- Problem to solve: The records that follow should be returned exactly, pictures excluded.

- Recorded data:

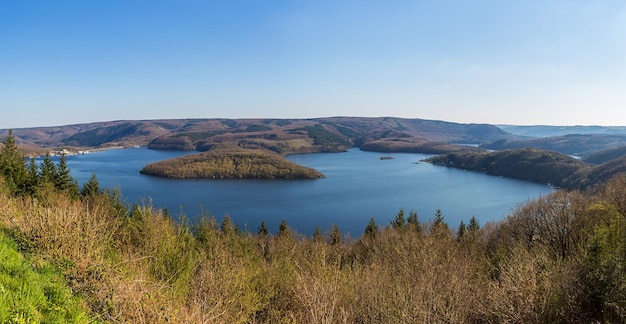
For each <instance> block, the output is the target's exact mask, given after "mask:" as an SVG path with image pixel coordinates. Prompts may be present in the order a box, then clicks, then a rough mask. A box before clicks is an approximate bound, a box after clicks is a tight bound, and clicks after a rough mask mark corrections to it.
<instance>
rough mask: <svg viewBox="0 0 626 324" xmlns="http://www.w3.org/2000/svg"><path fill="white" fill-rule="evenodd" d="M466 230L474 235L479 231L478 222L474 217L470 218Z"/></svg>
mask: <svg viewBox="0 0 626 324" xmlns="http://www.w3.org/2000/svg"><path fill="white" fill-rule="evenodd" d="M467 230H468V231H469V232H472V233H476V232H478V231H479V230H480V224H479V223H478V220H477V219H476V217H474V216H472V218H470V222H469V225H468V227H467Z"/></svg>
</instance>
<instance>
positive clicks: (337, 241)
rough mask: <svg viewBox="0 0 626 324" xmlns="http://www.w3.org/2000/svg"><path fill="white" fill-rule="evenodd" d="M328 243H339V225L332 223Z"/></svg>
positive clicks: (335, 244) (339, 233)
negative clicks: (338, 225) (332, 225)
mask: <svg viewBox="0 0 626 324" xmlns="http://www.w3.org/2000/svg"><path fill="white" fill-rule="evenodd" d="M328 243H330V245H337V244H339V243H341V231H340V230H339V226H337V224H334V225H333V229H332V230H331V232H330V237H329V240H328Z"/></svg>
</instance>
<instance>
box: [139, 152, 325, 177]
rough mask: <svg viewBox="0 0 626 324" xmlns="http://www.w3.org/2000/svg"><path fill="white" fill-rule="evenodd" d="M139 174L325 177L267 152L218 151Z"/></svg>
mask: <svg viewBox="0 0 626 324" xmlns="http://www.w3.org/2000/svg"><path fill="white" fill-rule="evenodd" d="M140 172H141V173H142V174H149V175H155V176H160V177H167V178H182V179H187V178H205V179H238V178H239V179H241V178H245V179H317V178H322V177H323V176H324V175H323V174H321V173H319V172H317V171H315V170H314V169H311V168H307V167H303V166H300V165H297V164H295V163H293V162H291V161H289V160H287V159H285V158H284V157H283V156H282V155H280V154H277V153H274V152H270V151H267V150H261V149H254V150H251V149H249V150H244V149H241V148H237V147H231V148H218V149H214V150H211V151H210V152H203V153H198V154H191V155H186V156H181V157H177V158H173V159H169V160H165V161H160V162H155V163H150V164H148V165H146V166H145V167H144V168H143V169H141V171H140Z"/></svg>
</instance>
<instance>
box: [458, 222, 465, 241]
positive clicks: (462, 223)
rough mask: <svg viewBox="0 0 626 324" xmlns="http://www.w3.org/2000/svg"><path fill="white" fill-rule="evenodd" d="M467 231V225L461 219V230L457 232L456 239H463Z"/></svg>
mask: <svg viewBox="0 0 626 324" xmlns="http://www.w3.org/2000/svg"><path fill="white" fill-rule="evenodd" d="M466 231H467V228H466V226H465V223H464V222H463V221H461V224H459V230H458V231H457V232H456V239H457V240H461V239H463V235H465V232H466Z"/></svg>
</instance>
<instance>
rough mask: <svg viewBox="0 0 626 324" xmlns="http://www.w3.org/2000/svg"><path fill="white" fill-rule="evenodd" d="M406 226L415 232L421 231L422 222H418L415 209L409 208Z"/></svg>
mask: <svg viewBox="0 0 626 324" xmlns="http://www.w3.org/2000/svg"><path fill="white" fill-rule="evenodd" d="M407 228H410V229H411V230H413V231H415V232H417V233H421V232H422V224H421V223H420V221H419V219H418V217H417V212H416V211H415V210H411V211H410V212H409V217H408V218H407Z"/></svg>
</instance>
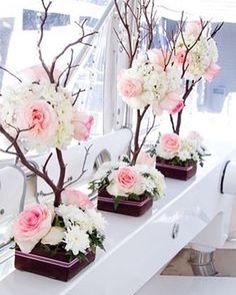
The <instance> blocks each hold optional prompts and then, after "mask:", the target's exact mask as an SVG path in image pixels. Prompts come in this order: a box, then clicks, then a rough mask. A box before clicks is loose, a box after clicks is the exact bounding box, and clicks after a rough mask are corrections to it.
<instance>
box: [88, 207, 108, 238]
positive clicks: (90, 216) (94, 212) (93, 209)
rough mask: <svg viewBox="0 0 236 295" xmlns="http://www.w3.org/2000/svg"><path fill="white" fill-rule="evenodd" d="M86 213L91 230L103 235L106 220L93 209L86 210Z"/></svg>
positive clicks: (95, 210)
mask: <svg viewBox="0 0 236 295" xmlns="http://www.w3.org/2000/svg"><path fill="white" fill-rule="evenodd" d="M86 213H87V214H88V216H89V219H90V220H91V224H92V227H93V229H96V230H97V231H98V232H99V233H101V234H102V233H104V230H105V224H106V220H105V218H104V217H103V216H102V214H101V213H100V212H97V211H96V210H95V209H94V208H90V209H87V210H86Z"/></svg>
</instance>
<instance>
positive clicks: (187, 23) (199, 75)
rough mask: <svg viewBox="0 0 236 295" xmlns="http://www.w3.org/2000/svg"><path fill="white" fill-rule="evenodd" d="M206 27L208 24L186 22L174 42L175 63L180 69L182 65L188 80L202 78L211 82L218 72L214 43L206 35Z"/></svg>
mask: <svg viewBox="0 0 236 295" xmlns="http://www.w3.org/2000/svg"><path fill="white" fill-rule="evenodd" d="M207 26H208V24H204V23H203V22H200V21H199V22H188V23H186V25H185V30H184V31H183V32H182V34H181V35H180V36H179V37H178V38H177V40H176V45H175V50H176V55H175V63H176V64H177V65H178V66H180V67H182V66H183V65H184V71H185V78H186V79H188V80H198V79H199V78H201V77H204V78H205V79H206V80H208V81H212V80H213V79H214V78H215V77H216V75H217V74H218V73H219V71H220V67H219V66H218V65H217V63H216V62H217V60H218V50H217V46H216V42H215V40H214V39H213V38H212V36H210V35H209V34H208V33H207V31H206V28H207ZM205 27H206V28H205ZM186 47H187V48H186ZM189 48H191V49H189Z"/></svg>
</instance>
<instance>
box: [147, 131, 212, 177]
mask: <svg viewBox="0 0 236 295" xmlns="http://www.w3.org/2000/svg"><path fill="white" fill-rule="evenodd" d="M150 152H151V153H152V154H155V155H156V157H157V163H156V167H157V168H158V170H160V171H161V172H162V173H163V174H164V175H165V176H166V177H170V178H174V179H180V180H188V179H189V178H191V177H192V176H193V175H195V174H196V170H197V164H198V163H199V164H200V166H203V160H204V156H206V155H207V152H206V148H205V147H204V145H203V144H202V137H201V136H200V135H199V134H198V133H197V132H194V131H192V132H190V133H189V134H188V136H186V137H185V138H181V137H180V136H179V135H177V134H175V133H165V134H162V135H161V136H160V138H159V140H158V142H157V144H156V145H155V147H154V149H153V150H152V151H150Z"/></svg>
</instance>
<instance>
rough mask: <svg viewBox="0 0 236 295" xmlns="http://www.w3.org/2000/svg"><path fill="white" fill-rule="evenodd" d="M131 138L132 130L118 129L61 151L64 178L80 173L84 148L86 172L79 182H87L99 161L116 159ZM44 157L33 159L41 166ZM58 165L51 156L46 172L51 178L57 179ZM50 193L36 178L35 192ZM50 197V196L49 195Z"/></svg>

- Answer box:
For each <instance> block, the output is the target's exact mask, given after "mask:" as an SVG path with image pixel coordinates. Prompts may be present in the order a box, then clicks, then a rough mask. A box before clicks is an approximate bound, a box after clicks is a tight bound, and clicks after a rough mask mark corrections to it.
<instance>
rough mask: <svg viewBox="0 0 626 324" xmlns="http://www.w3.org/2000/svg"><path fill="white" fill-rule="evenodd" d="M466 230L474 235L479 231L478 222L474 217L470 218Z"/></svg>
mask: <svg viewBox="0 0 626 324" xmlns="http://www.w3.org/2000/svg"><path fill="white" fill-rule="evenodd" d="M467 230H468V231H469V232H472V233H476V232H478V231H479V230H480V224H479V223H478V220H477V219H476V217H474V216H472V218H470V222H469V225H468V227H467Z"/></svg>
</instance>
<instance>
positive clicks: (337, 241)
rough mask: <svg viewBox="0 0 626 324" xmlns="http://www.w3.org/2000/svg"><path fill="white" fill-rule="evenodd" d="M328 243H339V225L332 223Z"/></svg>
positive clicks: (335, 244) (339, 233)
negative clicks: (338, 225) (332, 225)
mask: <svg viewBox="0 0 626 324" xmlns="http://www.w3.org/2000/svg"><path fill="white" fill-rule="evenodd" d="M328 243H330V245H337V244H339V243H341V231H340V230H339V226H337V224H334V225H333V229H332V230H331V232H330V237H329V240H328Z"/></svg>
</instance>
<instance>
box: [139, 152, 325, 177]
rough mask: <svg viewBox="0 0 626 324" xmlns="http://www.w3.org/2000/svg"><path fill="white" fill-rule="evenodd" d="M139 174L325 177L267 152L218 151Z"/></svg>
mask: <svg viewBox="0 0 626 324" xmlns="http://www.w3.org/2000/svg"><path fill="white" fill-rule="evenodd" d="M140 172H141V173H142V174H149V175H155V176H160V177H167V178H182V179H187V178H205V179H238V178H239V179H241V178H245V179H317V178H322V177H323V176H324V175H323V174H321V173H319V172H317V171H315V170H314V169H311V168H307V167H303V166H300V165H297V164H295V163H293V162H291V161H289V160H287V159H285V158H284V157H283V156H282V155H280V154H277V153H274V152H270V151H267V150H261V149H254V150H251V149H249V150H244V149H241V148H237V147H231V148H218V149H214V150H211V151H210V152H203V153H198V154H191V155H186V156H181V157H177V158H173V159H169V160H165V161H160V162H155V163H150V164H148V165H146V166H145V167H144V168H143V169H141V171H140Z"/></svg>
</instance>
<instance>
box: [458, 222, 465, 241]
positive clicks: (462, 223)
rough mask: <svg viewBox="0 0 626 324" xmlns="http://www.w3.org/2000/svg"><path fill="white" fill-rule="evenodd" d="M467 231V225L461 219V230L457 232L456 239H463Z"/></svg>
mask: <svg viewBox="0 0 626 324" xmlns="http://www.w3.org/2000/svg"><path fill="white" fill-rule="evenodd" d="M466 231H467V228H466V226H465V223H464V222H463V221H461V224H459V230H458V231H457V232H456V239H457V240H461V239H463V235H465V232H466Z"/></svg>
</instance>
<instance>
rough mask: <svg viewBox="0 0 626 324" xmlns="http://www.w3.org/2000/svg"><path fill="white" fill-rule="evenodd" d="M406 226L415 232L421 231L422 222H418L415 209L409 208Z"/></svg>
mask: <svg viewBox="0 0 626 324" xmlns="http://www.w3.org/2000/svg"><path fill="white" fill-rule="evenodd" d="M407 228H410V229H411V230H413V231H415V232H417V233H421V232H422V224H421V223H420V221H419V219H418V217H417V212H416V211H415V210H411V211H410V212H409V217H408V218H407Z"/></svg>
</instance>
The <instance> blocks each hold optional prompts and then, after "mask:", the target's exact mask as an SVG path in image pixels. Prompts come in this order: a box, then clicks, then a rough mask. A box before clicks is loose, a box after clicks is the exact bounding box, and clicks after a rough mask are corrections to it.
<instance>
box: [88, 207, 108, 238]
positive clicks: (90, 216) (94, 212) (93, 209)
rough mask: <svg viewBox="0 0 236 295" xmlns="http://www.w3.org/2000/svg"><path fill="white" fill-rule="evenodd" d="M86 213L91 230L103 235L106 220L93 209L86 210Z"/></svg>
positive clicks: (95, 210)
mask: <svg viewBox="0 0 236 295" xmlns="http://www.w3.org/2000/svg"><path fill="white" fill-rule="evenodd" d="M86 213H87V214H88V216H89V219H90V220H91V224H92V227H93V229H96V230H97V231H98V232H99V233H101V234H102V233H104V230H105V224H106V220H105V218H104V217H103V216H102V214H101V213H100V212H97V211H96V210H95V209H94V208H90V209H87V210H86Z"/></svg>
</instance>
<instance>
positive clicks: (187, 23) (199, 75)
rough mask: <svg viewBox="0 0 236 295" xmlns="http://www.w3.org/2000/svg"><path fill="white" fill-rule="evenodd" d="M206 27L208 24L186 22L174 42L175 63L180 69L182 65L188 80L202 78L211 82L218 72L214 43L206 35Z"/></svg>
mask: <svg viewBox="0 0 236 295" xmlns="http://www.w3.org/2000/svg"><path fill="white" fill-rule="evenodd" d="M207 26H208V24H204V23H203V22H200V21H199V22H188V23H186V25H185V30H184V31H183V32H182V34H181V35H180V36H179V37H178V38H177V40H176V45H175V50H176V55H175V63H176V64H177V65H178V66H180V67H182V66H183V65H184V71H185V78H186V79H188V80H198V79H199V78H201V77H204V78H205V79H206V80H208V81H212V80H213V79H214V78H215V77H216V75H217V74H218V73H219V71H220V67H219V66H218V65H217V63H216V62H217V60H218V50H217V46H216V42H215V40H214V39H213V38H212V36H210V35H209V34H208V33H207V31H206V28H207ZM205 27H206V28H205ZM186 47H187V48H186ZM189 48H191V49H189Z"/></svg>
</instance>
<instance>
box: [147, 131, 212, 177]
mask: <svg viewBox="0 0 236 295" xmlns="http://www.w3.org/2000/svg"><path fill="white" fill-rule="evenodd" d="M150 152H151V153H152V154H155V155H156V157H157V163H156V167H157V168H158V170H160V171H161V172H162V173H163V174H164V175H165V176H166V177H170V178H174V179H180V180H188V179H189V178H191V177H192V176H193V175H195V174H196V170H197V164H198V163H199V164H200V166H203V160H204V156H206V155H207V152H206V148H205V147H204V145H203V144H202V137H201V136H200V135H199V134H198V133H197V132H194V131H192V132H190V133H189V134H188V136H186V137H185V138H181V137H180V136H179V135H177V134H175V133H165V134H162V135H161V136H160V138H159V140H158V142H157V144H156V145H155V147H154V149H153V150H152V151H150Z"/></svg>
</instance>
<instance>
rough mask: <svg viewBox="0 0 236 295" xmlns="http://www.w3.org/2000/svg"><path fill="white" fill-rule="evenodd" d="M131 138L132 130L118 129L61 151L64 178L80 173L84 148L86 172L79 182H87L99 161L116 159ZM44 157L33 159L41 166ZM58 165L51 156L46 172L51 178L57 179ZM50 193L36 178L35 192ZM50 197V196L49 195Z"/></svg>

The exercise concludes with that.